Material for this exercise start
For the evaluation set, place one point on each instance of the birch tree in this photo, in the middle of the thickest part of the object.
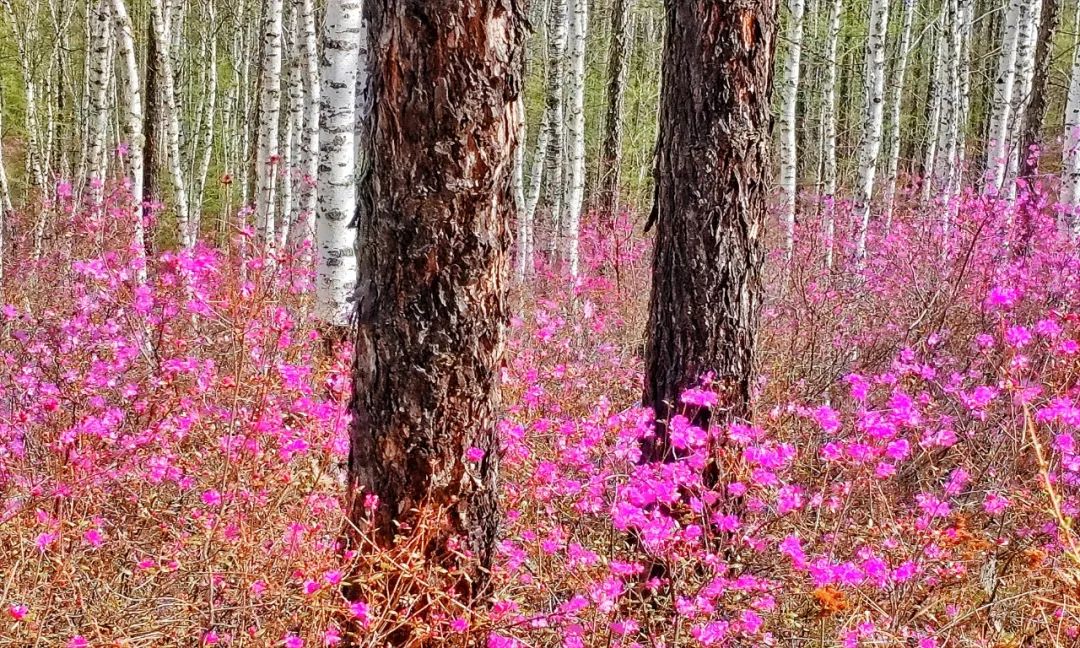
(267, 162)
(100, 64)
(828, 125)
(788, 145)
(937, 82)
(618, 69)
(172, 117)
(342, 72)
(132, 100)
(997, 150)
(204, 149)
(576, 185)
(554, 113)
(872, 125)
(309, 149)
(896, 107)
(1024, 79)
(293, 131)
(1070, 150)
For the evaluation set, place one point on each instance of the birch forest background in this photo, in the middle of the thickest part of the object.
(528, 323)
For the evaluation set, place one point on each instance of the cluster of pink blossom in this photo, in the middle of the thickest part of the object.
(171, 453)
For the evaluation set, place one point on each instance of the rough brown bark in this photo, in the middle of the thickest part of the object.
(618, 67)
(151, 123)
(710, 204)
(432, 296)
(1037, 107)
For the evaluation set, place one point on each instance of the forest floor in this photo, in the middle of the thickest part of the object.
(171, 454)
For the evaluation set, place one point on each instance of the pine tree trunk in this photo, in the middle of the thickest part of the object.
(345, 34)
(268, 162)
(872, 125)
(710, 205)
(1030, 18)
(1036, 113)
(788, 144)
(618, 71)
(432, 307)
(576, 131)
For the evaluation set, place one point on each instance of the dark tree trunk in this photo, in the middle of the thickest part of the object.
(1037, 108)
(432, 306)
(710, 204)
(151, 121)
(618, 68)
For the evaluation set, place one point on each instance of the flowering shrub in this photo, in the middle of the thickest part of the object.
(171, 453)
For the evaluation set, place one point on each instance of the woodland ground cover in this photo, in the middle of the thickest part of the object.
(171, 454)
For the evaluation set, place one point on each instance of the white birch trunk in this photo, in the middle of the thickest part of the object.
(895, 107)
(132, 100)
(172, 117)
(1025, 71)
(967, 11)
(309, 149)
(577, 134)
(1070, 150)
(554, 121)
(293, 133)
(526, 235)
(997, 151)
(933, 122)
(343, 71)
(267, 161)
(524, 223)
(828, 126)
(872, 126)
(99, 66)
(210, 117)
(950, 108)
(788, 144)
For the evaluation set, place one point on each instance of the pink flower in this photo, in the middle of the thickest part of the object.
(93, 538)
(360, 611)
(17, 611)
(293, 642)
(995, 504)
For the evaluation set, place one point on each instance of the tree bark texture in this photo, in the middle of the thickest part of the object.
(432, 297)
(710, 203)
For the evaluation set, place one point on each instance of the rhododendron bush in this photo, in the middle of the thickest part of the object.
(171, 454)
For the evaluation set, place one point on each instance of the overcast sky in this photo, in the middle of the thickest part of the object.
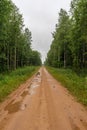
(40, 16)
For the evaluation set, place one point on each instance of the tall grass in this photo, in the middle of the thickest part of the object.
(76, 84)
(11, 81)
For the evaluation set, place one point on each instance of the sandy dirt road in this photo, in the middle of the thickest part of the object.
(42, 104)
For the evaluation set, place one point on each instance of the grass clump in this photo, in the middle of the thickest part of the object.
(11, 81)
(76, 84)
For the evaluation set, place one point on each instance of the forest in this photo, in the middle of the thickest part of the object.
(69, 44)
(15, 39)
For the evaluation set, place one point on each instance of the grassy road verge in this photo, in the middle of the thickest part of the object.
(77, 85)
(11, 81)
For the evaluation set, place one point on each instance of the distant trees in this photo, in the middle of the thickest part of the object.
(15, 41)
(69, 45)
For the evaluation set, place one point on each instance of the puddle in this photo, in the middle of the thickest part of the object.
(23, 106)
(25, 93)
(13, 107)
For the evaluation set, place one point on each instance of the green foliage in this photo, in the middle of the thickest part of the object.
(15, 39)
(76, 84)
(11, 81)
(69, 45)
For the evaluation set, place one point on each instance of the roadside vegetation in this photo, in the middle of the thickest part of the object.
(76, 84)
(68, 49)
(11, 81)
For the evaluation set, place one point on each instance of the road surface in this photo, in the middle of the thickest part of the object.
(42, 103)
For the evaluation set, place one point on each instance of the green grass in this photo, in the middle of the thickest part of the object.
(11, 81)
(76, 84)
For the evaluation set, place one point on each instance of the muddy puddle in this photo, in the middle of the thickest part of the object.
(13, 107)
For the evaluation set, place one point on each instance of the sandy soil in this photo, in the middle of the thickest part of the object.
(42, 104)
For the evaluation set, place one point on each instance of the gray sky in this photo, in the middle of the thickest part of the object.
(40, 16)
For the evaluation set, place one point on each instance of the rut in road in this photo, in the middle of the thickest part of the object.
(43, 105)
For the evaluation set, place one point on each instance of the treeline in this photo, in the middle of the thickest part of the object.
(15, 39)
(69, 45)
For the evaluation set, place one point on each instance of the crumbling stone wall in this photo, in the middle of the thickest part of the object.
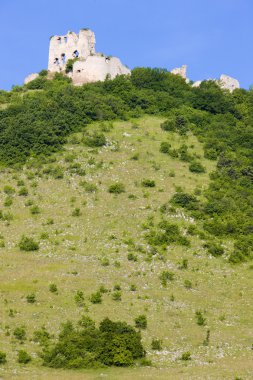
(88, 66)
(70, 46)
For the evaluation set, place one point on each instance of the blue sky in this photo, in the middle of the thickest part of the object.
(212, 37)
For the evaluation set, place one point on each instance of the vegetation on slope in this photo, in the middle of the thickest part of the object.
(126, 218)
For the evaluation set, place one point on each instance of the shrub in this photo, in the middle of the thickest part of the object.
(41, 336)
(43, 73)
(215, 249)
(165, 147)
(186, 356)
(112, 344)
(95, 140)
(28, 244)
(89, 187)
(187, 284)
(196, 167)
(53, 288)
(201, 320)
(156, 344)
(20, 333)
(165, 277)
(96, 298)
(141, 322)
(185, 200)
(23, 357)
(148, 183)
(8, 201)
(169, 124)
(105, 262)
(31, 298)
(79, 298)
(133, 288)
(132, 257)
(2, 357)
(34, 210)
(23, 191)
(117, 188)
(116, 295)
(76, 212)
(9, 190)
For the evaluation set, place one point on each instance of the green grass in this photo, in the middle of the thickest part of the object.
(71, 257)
Material for this exercise end
» What is asked: Transcribe the entries above verbatim, omitting their pictures.

» Response to this exercise:
For the evaluation set, place one point on each instance of the birch tree in this photo, in the middle of the thickest part of the object.
(267, 162)
(100, 64)
(828, 125)
(788, 145)
(937, 82)
(618, 69)
(172, 117)
(342, 72)
(132, 100)
(997, 150)
(204, 149)
(576, 185)
(554, 113)
(872, 125)
(309, 149)
(896, 107)
(1024, 79)
(293, 131)
(1070, 150)
For the evaluation set, place one point on each instance of the birch forest background in this photo, in the middle of the thickest part of the object.
(528, 323)
For the evaluation set, place one point on each instance of the cluster of pink blossom in this photo, in the middle of the thickest part of the object.
(171, 453)
For the evaluation set, place one point on each instance of the rough brown bark in this photo, in the middle of the thickest part of the object.
(618, 67)
(151, 123)
(710, 204)
(432, 296)
(1037, 107)
For the evaluation set, place one point on each instance of the forest floor in this photo, in the middle of the thickest part of the object.
(171, 454)
For the evaluation set, place one point on each instance of the pine tree trunk in this photo, in the middle of the thickest part of the object.
(345, 34)
(268, 162)
(872, 125)
(710, 205)
(1030, 18)
(1036, 113)
(788, 144)
(618, 71)
(432, 307)
(576, 131)
For the evaluation set, place one point on each instance of the dark tree trunk in this photo, in the middle of the thickest part of the object.
(1037, 108)
(432, 306)
(710, 204)
(151, 121)
(618, 68)
For the evaluation set, place one point on each instance of the flowering shrub in this photo, in the middle of the thickest part of the object.
(171, 453)
For the evaluation set, place one point on each instance of the woodland ground cover in this photo, in the middle of the thickest part of the object.
(171, 454)
For the evaluation set, place one point on each instance of the white birch trunk in this photo, in the middle of the thickest part of the object.
(895, 107)
(132, 100)
(172, 117)
(1025, 71)
(967, 11)
(309, 149)
(577, 134)
(1070, 150)
(554, 121)
(293, 133)
(526, 235)
(997, 151)
(933, 122)
(343, 71)
(267, 161)
(524, 223)
(828, 126)
(872, 126)
(99, 66)
(210, 117)
(950, 108)
(788, 144)
For the evaluation set, place one point on each instance of the pink flower in this photo, in the middle of the thickest part of the object.
(93, 538)
(360, 611)
(17, 611)
(293, 642)
(995, 504)
For the evaluation set, place one point on each instance of the tree bark texture in this photo, in the middle of the thickest part of the object.
(432, 297)
(710, 203)
For the evaluation set, place one point on each instance of the rhododendron bush in this photo, in the middle of the thickest part of the object.
(171, 454)
For the evaluation set, place one point on each instance of the overcast sky in this photo, in the middle of the thickest part of the object.
(40, 16)
For the evaluation set, place one point on each instance of the tall grass in this photo, in the middle of the thickest part of the object.
(76, 84)
(11, 81)
For the evaluation set, place one point on each instance of the sandy dirt road in this photo, in the middle of the thickest part of the object.
(42, 104)
For the evaluation set, place one point on each instance of the grass clump in this photo, in the middle of the thickest part of the object.
(11, 81)
(76, 84)
For the evaluation set, place one point on each instance of the forest in this photo, in the middle of the thickest part of the object.
(69, 44)
(15, 39)
For the evaluation set, place one point on each instance of the grassy road verge in this photo, in the middle of the thickest part of the object.
(77, 85)
(11, 81)
For the evaluation set, place one point on each instance of the distant trees in this photo, in the middle of the thickest part of the object.
(15, 41)
(69, 45)
For the evaluation set, place one point on each instance of the puddle in this photo, in the middle of the thickest part of the object.
(23, 106)
(25, 93)
(13, 107)
For the evaluation set, place one point on each instance of the green foliage in this photo, in the middle of the thickest part of the object.
(15, 39)
(76, 84)
(11, 81)
(69, 45)
For the evaluation set, place one point on each instance of the roadside vegetation in this photo, in the middle of the thickest part of the object.
(76, 84)
(68, 49)
(11, 81)
For the evaluation set, place one point on each instance of the road surface in this photo, in the middle of the thickest part of the object.
(42, 103)
For the evaluation set, place one point on each instance of the green grass in this photo, in the middle of the thickest part of the object.
(11, 81)
(76, 84)
For the evaluation set, place one point on each instance of the muddy puddle in this photo, in the middle of the thickest part of the object.
(13, 107)
For the evaluation set, place one point on each instance of the sandy soil in this photo, in the middle of the thickest part of the object.
(42, 104)
For the evaluation set, place one point on each instance of the gray sky in this photo, in the middle of the thickest part of the object.
(40, 16)
For the evaluation set, place one point on each instance of the rut in road in this photo, in the middle of the thickest part of the object.
(43, 105)
For the evaluation set, place one point on each instance of the treeline in this photo, in the middle of the thickest part of the object.
(15, 39)
(69, 45)
For the evaluation set, place one point on each instance of the crumbling stone wall in this photo, in the middle of the thickest part of the object.
(88, 66)
(70, 46)
For the evaluation set, place one point on each instance of the blue sky in this photo, in the middle of the thickest part of the object.
(212, 37)
For the evaluation set, place one point on each instance of the vegetation on slope in this photo, in the middle of the thickest part of the object.
(126, 218)
For the evaluation set, place one point on each instance of the shrub in this photo, in the middle of the thickest part of the object.
(41, 336)
(43, 73)
(215, 249)
(165, 147)
(186, 356)
(112, 344)
(95, 140)
(28, 244)
(89, 187)
(187, 284)
(196, 167)
(53, 288)
(201, 320)
(156, 344)
(20, 333)
(165, 277)
(96, 298)
(141, 322)
(185, 200)
(23, 357)
(148, 183)
(8, 201)
(169, 124)
(105, 262)
(31, 298)
(79, 298)
(133, 288)
(132, 257)
(2, 357)
(34, 210)
(23, 191)
(117, 188)
(116, 295)
(76, 212)
(9, 190)
For the evaluation set, place one point on each instance of the green grass in this photo, in the middle of the thickest part of the object.
(71, 257)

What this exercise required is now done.